(Rows from a pointing dataset)
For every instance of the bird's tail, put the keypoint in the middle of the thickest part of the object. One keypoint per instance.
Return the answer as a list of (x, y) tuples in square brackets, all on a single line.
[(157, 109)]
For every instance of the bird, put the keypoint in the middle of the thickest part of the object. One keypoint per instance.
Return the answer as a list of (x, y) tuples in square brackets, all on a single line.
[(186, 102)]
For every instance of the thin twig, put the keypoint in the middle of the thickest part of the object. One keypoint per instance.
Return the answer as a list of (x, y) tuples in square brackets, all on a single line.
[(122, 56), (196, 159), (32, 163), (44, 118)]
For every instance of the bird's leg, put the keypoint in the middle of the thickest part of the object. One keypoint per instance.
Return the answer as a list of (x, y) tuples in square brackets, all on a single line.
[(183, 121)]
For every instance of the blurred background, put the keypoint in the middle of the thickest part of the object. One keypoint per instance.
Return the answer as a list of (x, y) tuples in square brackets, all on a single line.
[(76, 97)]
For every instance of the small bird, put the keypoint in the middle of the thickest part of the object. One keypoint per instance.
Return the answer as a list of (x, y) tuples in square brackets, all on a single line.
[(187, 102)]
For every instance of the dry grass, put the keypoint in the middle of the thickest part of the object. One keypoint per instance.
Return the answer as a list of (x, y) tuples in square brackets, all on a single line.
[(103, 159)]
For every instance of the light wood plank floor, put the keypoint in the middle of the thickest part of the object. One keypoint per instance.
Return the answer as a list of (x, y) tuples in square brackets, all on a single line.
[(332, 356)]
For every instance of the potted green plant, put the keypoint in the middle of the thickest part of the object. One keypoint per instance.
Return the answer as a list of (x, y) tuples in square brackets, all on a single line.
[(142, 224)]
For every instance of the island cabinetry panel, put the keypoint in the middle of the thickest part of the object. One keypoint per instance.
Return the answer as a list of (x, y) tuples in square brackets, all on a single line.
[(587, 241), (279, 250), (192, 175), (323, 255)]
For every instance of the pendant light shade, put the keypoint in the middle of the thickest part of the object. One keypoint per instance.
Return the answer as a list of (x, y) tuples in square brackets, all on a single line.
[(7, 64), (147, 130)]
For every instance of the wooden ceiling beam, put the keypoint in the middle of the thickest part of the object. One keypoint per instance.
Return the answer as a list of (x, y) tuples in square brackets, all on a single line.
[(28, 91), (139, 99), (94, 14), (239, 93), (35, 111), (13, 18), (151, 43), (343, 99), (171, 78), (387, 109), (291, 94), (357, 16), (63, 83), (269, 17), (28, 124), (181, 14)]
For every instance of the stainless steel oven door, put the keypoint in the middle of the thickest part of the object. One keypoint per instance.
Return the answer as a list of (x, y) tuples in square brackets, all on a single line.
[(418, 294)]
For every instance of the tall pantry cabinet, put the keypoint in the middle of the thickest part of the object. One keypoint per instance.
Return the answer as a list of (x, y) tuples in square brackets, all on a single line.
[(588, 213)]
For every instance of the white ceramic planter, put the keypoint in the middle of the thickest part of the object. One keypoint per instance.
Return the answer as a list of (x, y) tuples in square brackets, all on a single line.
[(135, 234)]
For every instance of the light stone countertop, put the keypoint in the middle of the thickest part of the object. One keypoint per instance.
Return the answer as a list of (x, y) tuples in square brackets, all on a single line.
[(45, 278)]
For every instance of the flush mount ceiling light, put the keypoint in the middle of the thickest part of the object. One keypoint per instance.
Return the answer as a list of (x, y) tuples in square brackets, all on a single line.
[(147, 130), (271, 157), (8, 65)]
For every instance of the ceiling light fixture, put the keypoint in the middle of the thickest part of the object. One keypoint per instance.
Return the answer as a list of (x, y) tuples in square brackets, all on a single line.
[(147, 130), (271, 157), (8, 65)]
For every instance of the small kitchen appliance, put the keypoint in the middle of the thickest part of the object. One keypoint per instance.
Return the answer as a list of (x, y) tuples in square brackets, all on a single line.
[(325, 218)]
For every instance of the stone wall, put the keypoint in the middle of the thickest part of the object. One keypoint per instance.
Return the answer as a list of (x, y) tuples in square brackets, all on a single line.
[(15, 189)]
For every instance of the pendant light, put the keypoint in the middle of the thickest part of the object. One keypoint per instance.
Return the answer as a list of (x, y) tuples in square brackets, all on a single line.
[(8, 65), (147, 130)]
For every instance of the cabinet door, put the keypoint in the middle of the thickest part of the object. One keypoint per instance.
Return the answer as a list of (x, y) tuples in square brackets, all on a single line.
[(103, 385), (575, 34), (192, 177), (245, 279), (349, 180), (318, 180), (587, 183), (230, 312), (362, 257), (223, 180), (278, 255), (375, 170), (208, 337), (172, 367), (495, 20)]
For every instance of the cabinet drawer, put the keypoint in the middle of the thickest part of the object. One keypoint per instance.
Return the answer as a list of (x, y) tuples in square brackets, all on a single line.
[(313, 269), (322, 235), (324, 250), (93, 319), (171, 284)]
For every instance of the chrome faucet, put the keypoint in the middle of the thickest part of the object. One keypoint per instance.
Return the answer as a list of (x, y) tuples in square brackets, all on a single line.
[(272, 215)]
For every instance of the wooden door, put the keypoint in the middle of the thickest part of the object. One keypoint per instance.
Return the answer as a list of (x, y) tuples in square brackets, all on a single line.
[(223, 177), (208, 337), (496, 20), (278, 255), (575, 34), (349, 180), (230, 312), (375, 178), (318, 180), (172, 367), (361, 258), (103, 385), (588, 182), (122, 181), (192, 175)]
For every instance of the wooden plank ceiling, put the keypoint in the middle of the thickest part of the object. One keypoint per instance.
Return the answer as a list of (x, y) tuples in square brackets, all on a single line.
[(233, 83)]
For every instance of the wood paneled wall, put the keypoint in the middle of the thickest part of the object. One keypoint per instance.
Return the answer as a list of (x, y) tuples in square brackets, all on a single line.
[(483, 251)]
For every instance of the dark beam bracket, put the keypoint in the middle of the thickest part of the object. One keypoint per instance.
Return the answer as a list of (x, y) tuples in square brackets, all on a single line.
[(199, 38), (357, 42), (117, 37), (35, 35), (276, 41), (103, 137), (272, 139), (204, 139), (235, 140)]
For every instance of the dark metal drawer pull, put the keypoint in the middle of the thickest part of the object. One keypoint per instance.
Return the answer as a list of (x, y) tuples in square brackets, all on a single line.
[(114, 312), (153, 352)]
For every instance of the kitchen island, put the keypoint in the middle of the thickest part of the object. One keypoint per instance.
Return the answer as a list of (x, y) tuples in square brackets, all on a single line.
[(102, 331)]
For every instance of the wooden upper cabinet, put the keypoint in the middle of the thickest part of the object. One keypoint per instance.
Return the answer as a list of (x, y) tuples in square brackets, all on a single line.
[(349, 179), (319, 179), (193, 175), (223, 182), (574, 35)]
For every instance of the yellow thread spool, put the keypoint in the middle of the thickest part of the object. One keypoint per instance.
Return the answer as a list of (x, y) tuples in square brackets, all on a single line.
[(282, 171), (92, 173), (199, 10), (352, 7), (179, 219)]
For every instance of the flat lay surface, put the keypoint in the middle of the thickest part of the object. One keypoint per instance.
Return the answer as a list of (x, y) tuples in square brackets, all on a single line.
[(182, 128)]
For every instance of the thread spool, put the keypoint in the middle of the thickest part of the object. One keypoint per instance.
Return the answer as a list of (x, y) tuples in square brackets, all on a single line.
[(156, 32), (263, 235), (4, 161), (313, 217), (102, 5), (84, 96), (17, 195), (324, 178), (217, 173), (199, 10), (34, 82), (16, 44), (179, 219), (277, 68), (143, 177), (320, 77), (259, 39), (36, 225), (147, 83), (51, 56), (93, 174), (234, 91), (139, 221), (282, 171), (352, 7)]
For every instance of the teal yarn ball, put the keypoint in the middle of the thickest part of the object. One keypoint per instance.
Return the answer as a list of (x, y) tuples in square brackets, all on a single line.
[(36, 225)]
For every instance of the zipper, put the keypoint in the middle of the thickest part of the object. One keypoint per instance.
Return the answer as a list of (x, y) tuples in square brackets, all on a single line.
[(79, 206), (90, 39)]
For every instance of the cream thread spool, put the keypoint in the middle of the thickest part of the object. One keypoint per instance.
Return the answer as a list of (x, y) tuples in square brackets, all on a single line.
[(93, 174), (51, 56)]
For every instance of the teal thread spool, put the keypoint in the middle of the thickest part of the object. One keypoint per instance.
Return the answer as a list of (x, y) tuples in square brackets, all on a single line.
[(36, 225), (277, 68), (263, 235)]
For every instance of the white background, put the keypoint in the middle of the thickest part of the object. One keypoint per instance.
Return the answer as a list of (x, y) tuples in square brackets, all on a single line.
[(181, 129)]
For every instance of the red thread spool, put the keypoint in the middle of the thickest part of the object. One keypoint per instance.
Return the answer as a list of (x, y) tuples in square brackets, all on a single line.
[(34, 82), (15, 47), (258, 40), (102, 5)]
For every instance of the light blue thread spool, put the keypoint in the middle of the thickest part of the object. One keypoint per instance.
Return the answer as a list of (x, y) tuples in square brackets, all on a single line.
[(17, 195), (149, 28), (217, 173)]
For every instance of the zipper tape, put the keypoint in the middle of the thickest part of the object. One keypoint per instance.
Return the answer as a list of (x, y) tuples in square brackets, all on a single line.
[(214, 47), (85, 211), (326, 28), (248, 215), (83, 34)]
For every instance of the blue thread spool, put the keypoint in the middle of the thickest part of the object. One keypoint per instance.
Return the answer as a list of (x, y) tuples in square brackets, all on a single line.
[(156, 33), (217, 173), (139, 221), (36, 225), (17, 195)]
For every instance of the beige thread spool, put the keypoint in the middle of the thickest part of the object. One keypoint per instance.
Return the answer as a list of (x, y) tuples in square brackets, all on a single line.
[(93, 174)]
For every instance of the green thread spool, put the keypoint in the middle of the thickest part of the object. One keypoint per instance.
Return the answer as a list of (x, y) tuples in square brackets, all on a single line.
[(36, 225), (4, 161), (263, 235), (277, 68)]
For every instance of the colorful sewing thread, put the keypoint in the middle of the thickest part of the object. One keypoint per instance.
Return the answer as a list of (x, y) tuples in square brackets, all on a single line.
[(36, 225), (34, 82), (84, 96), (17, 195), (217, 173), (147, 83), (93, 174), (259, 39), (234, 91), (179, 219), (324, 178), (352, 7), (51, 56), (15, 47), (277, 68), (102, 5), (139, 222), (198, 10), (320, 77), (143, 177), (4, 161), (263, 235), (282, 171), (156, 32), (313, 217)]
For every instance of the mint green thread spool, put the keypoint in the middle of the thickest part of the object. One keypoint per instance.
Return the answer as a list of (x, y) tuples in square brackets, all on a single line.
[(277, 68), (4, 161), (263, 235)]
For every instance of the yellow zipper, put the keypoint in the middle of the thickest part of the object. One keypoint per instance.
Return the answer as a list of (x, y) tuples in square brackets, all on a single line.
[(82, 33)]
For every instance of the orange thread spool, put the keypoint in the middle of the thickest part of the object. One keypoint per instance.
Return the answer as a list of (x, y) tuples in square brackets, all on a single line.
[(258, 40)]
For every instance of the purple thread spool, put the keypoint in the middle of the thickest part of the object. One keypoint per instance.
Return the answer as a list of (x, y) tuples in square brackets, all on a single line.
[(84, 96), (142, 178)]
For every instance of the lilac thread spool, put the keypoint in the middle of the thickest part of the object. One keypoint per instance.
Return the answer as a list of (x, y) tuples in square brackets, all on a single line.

▶ [Set task] Copy out the material between the lines holding "For every instance of the thin" and "[(187, 102)]", inclusive, keeping the requests unchanged and offsetting every coordinate in the answers by 104.

▶ [Answer for the task]
For every instance of the thin twig, put the keypoint in the middle of the thickest part of the object. One keypoint per instance.
Return the answer as a list of (x, y) tuples in square brackets, all on a single line.
[(226, 160), (300, 263), (136, 267), (148, 222)]
For every instance of the bird's leg, put the keypoint in the middle of the thickest part of the object. One keypoint per instance.
Return the answer as a list of (x, y) tuples in square brackets, all on a single line.
[(287, 225)]
For every instance of the blurred background, put the keypoint in the middle of the thickest part of the object. One keypoint per instance.
Return the answer as a list of (x, y) tuples in square brackets, all on a single line.
[(180, 201)]
For every instance of the small bird, put the keypoint in the middle of the thickest part of the object. One keypoint per instance.
Return the answer as a list of (x, y) tuples in square brackets, all on a single line.
[(291, 206)]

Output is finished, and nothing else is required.